**Exercise inputs:**

▽

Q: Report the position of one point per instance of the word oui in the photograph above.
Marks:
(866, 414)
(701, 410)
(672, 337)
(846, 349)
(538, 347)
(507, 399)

△

**Exercise brief:** Reproduce the items above, swapping "position" for "location" and keeping every other character as it is.

**Answer for the task:**
Q: Report the location of one point per instance of the word oui in the photograph above.
Marks:
(866, 414)
(701, 410)
(672, 337)
(846, 349)
(538, 347)
(507, 399)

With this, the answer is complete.